**TREŚĆ ZADANIA**
Czy przepiszesz dokładnie fragment wpisów od ich początku aż do wiersza zawierającego „[475,329,529,391]” włącznie? Obrazy pomiń.

**UDOSTĘPNIONE MATERIAŁY**
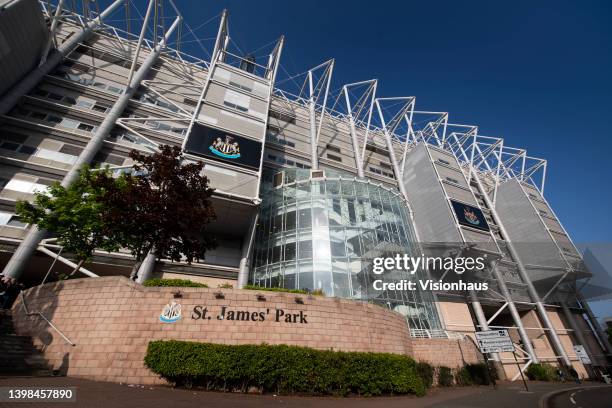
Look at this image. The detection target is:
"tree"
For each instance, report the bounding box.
[96,145,216,278]
[16,167,119,274]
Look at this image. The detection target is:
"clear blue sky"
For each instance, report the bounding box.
[177,0,612,316]
[170,0,612,243]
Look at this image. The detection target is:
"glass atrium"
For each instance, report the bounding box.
[251,168,440,329]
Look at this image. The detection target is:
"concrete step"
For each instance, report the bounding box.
[0,310,53,377]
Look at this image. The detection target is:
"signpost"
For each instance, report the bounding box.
[476,329,514,353]
[574,344,592,364]
[475,329,529,391]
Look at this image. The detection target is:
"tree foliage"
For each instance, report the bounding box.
[96,145,216,262]
[16,145,215,274]
[16,167,119,261]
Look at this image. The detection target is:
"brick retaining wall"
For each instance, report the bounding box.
[13,277,420,384]
[412,337,484,368]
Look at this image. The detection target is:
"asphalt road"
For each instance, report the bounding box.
[548,386,612,408]
[0,377,612,408]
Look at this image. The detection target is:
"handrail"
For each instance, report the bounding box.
[19,292,76,346]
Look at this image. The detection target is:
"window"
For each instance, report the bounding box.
[106,85,123,94]
[326,144,340,153]
[91,103,110,113]
[183,98,198,106]
[366,144,387,155]
[269,109,295,123]
[0,211,26,228]
[285,242,296,261]
[446,177,459,184]
[30,112,47,120]
[19,145,36,154]
[370,167,395,178]
[61,118,79,129]
[76,99,94,109]
[266,126,295,147]
[229,81,253,92]
[36,149,77,164]
[0,142,19,151]
[223,89,251,112]
[327,153,342,162]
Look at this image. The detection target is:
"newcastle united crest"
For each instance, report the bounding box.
[208,135,240,159]
[159,301,181,323]
[463,207,480,225]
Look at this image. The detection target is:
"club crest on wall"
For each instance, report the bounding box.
[159,301,181,323]
[208,135,240,159]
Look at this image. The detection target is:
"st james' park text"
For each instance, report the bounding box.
[191,305,308,324]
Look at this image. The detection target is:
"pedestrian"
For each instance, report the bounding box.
[557,368,565,382]
[569,367,581,384]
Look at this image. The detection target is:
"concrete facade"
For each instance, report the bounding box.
[13,277,418,384]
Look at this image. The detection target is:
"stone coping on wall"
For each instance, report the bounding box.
[13,276,413,384]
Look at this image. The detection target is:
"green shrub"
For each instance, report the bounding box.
[464,363,497,385]
[455,367,474,386]
[438,366,453,387]
[143,279,208,288]
[527,363,558,381]
[145,340,425,396]
[416,361,434,388]
[243,285,325,296]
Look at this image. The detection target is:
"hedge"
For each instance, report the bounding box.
[527,363,559,381]
[145,340,425,396]
[143,279,208,288]
[243,285,325,296]
[416,361,435,388]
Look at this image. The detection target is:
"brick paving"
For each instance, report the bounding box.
[0,377,612,408]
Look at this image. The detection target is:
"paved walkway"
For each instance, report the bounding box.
[0,377,612,408]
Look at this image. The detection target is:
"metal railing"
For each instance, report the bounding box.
[19,292,76,346]
[410,329,466,340]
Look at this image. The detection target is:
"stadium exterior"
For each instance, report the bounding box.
[0,0,610,379]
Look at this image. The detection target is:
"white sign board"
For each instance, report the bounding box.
[574,344,591,364]
[475,330,514,353]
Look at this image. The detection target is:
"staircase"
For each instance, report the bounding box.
[0,309,53,377]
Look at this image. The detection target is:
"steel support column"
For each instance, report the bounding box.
[473,172,572,367]
[136,250,157,284]
[470,290,506,379]
[2,11,180,279]
[308,71,323,170]
[0,0,124,115]
[238,212,259,289]
[578,294,612,355]
[561,302,594,361]
[376,101,410,201]
[491,263,538,363]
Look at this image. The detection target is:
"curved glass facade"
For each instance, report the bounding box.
[251,168,440,329]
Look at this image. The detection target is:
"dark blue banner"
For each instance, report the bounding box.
[450,200,489,231]
[185,123,261,170]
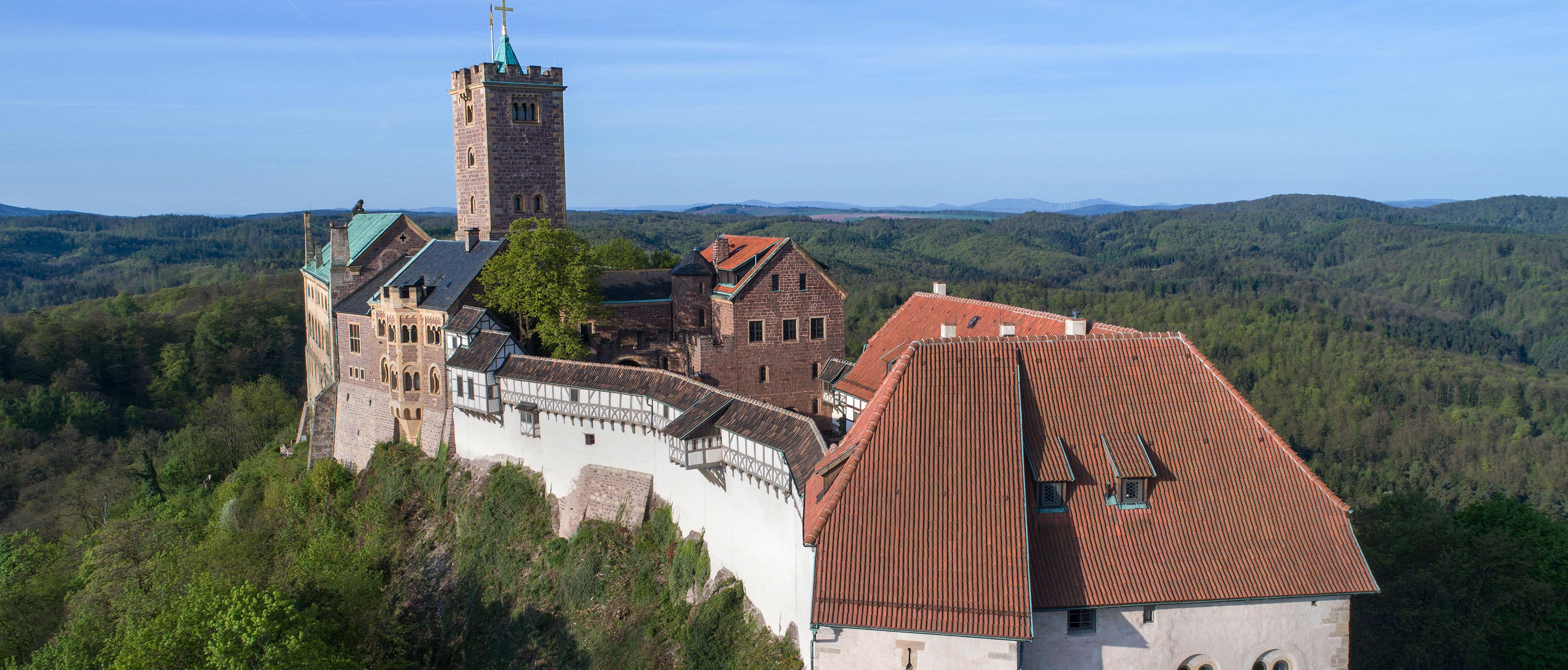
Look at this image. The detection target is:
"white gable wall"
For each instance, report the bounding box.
[1022,596,1350,670]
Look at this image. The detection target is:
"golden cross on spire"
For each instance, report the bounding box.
[491,0,516,34]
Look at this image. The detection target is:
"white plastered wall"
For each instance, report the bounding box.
[455,378,814,658]
[1022,596,1350,670]
[808,626,1022,670]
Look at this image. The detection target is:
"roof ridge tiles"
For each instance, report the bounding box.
[804,342,921,546]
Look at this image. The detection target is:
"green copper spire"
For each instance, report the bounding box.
[496,30,521,72]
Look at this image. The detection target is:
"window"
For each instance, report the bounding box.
[1068,609,1094,636]
[1038,482,1068,510]
[1121,479,1146,505]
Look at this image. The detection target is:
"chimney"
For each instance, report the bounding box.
[332,220,348,267]
[1065,309,1088,334]
[304,212,312,265]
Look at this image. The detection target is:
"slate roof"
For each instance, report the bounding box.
[332,256,414,315]
[440,304,485,333]
[599,268,671,303]
[303,212,417,281]
[804,333,1377,639]
[834,292,1137,400]
[447,331,511,372]
[386,240,503,311]
[497,355,828,489]
[669,250,714,276]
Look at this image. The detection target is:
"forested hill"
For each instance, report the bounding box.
[0,212,451,314]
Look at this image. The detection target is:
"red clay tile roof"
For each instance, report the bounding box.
[834,292,1137,400]
[703,235,789,295]
[1099,435,1154,479]
[804,333,1377,639]
[806,342,1030,639]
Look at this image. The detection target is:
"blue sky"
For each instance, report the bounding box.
[0,0,1568,213]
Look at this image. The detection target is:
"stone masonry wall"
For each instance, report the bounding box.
[448,63,566,240]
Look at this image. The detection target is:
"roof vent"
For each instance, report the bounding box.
[1065,309,1088,334]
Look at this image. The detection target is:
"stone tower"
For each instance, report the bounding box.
[447,28,566,240]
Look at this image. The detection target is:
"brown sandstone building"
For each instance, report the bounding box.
[301,34,845,466]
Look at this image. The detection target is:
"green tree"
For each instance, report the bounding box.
[480,218,605,358]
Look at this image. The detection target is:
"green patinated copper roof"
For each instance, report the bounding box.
[496,33,522,72]
[303,212,403,281]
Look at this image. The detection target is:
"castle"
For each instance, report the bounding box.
[301,17,1377,670]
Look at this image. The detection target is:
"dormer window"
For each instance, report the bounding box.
[1035,482,1068,513]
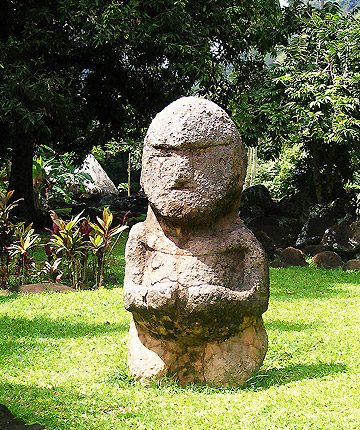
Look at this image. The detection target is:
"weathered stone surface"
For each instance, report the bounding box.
[278,246,308,267]
[312,251,344,269]
[304,198,356,224]
[343,259,360,272]
[124,97,269,385]
[129,317,268,387]
[321,221,360,256]
[79,154,118,196]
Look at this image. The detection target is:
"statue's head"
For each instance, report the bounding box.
[141,97,246,224]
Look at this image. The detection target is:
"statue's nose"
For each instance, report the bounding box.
[172,158,194,189]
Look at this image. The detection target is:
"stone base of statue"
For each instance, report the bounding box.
[128,317,268,387]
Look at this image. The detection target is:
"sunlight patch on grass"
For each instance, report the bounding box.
[0,267,360,430]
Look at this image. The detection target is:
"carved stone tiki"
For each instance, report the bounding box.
[124,97,269,386]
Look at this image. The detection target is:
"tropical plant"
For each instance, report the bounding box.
[43,208,127,290]
[0,191,20,289]
[89,208,127,288]
[0,0,281,222]
[248,2,360,203]
[33,145,92,209]
[49,211,87,290]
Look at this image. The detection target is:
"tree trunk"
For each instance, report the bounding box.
[326,143,338,200]
[310,141,323,203]
[8,126,36,221]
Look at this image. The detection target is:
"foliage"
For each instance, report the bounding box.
[0,191,40,289]
[91,139,143,195]
[0,0,281,220]
[89,208,127,288]
[249,3,360,202]
[33,145,92,209]
[44,208,127,290]
[0,267,360,430]
[255,143,307,199]
[8,223,40,285]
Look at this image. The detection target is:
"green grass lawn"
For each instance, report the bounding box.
[0,268,360,430]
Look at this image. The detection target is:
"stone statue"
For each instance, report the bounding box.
[124,97,269,386]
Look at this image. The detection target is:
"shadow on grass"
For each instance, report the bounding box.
[270,267,359,301]
[0,316,129,339]
[147,363,347,394]
[0,290,17,305]
[241,363,347,391]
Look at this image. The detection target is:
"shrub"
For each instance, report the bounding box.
[0,191,40,289]
[45,208,127,289]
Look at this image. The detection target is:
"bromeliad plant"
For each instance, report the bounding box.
[0,191,40,289]
[0,191,19,289]
[89,208,127,288]
[45,208,127,290]
[49,211,87,289]
[8,223,40,285]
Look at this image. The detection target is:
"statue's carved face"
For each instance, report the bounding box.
[141,97,246,223]
[141,144,242,222]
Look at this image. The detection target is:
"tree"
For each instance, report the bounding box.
[0,0,280,222]
[249,3,360,202]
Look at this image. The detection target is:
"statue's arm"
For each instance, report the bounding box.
[186,227,269,315]
[124,223,147,311]
[238,227,269,314]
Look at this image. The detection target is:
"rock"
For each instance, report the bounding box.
[321,221,360,256]
[124,97,269,386]
[312,251,344,269]
[248,216,301,248]
[343,260,360,272]
[272,246,308,267]
[304,198,356,224]
[301,245,326,257]
[15,282,75,294]
[253,230,277,260]
[272,192,311,219]
[296,216,336,247]
[78,154,118,196]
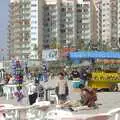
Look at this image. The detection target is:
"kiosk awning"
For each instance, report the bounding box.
[68,51,120,59]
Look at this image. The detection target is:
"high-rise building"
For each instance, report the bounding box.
[43,0,91,48]
[9,0,97,59]
[96,0,120,50]
[8,0,30,59]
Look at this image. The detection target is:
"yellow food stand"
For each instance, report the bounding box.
[69,51,120,91]
[88,72,120,89]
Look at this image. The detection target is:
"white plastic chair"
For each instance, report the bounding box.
[3,86,11,100]
[61,114,111,120]
[108,108,120,120]
[0,112,5,120]
[49,91,59,105]
[45,109,72,120]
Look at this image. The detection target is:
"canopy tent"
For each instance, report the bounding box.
[68,51,120,60]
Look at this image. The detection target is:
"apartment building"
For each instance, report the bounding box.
[43,0,91,47]
[9,0,96,59]
[8,0,30,59]
[96,0,120,50]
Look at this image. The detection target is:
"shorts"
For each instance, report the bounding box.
[58,94,67,100]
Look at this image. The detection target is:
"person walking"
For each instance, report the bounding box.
[56,72,69,104]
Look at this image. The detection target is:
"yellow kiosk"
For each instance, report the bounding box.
[69,51,120,90]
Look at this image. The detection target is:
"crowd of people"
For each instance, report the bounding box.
[0,68,97,107]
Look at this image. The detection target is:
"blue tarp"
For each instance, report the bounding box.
[68,51,120,59]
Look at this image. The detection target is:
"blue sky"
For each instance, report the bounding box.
[0,0,9,53]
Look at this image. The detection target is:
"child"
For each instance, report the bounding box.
[80,88,97,107]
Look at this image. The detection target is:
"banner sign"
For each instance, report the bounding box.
[92,72,120,82]
[42,49,59,61]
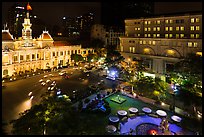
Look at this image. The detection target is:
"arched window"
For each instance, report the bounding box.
[3,69,8,75]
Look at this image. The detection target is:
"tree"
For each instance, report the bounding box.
[71,54,84,62]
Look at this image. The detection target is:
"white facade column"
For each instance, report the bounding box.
[9,54,12,64]
[30,53,33,61]
[50,51,52,60]
[43,51,46,60]
[23,52,27,62]
[18,52,21,63]
[35,51,38,61]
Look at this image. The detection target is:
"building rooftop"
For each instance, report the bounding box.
[2,30,13,41]
[125,11,202,20]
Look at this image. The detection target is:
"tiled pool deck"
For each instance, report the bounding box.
[105,93,195,135]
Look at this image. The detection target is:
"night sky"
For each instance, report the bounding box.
[2,2,202,25]
[2,2,101,25]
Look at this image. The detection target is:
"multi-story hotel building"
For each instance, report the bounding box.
[2,4,94,77]
[120,13,202,78]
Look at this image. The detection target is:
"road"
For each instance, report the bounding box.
[2,68,118,134]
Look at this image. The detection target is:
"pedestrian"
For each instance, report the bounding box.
[129,128,133,135]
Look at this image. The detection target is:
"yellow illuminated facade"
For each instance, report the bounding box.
[2,8,94,77]
[120,13,202,76]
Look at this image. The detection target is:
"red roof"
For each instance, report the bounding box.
[41,31,53,40]
[54,41,71,46]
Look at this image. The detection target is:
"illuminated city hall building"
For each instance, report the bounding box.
[2,6,94,77]
[120,13,202,76]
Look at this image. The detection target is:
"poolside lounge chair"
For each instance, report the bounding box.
[121,117,128,124]
[138,112,146,116]
[148,114,159,118]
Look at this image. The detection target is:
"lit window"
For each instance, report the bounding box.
[132,47,135,53]
[148,34,151,37]
[193,42,198,47]
[144,48,150,54]
[191,34,194,38]
[191,18,195,23]
[191,26,194,30]
[140,40,142,44]
[130,47,132,52]
[188,42,192,47]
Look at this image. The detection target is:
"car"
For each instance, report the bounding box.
[30,96,34,100]
[28,92,33,97]
[59,71,66,76]
[39,79,43,83]
[46,79,51,83]
[51,83,56,86]
[47,86,55,91]
[41,82,46,86]
[64,75,69,79]
[49,74,54,77]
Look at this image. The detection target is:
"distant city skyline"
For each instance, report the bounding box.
[2,2,202,26]
[2,2,101,26]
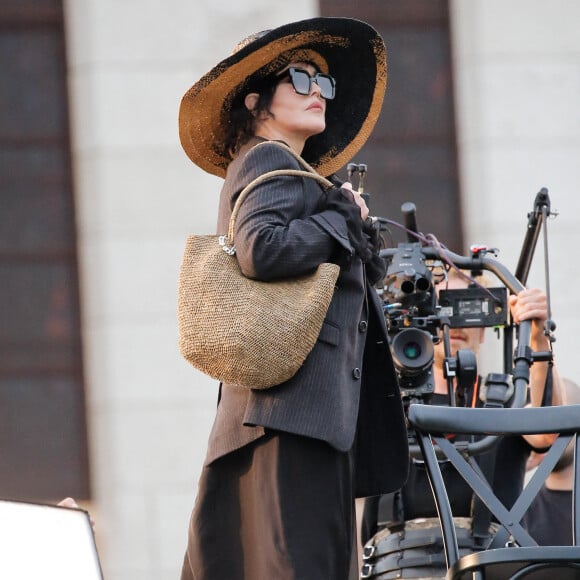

**ODPOWIEDŹ**
Look at this image. The detection target is:
"tree"
For each instance, report the bounding box.
[96,145,216,278]
[16,167,119,274]
Look at this image. The detection target is:
"clear blue sky"
For each instance, report the bounding box.
[177,0,612,316]
[170,0,612,243]
Look at this image. The detection target is:
"glass atrium"
For each instance, report the bounding box.
[251,168,440,329]
Look at this image. The detection target is:
"concrete step"
For each instance, report the bounding box.
[0,310,53,377]
Look at this image. The detection target is:
"signpost"
For each instance, report the bounding box.
[476,329,514,353]
[574,344,592,364]
[475,329,529,391]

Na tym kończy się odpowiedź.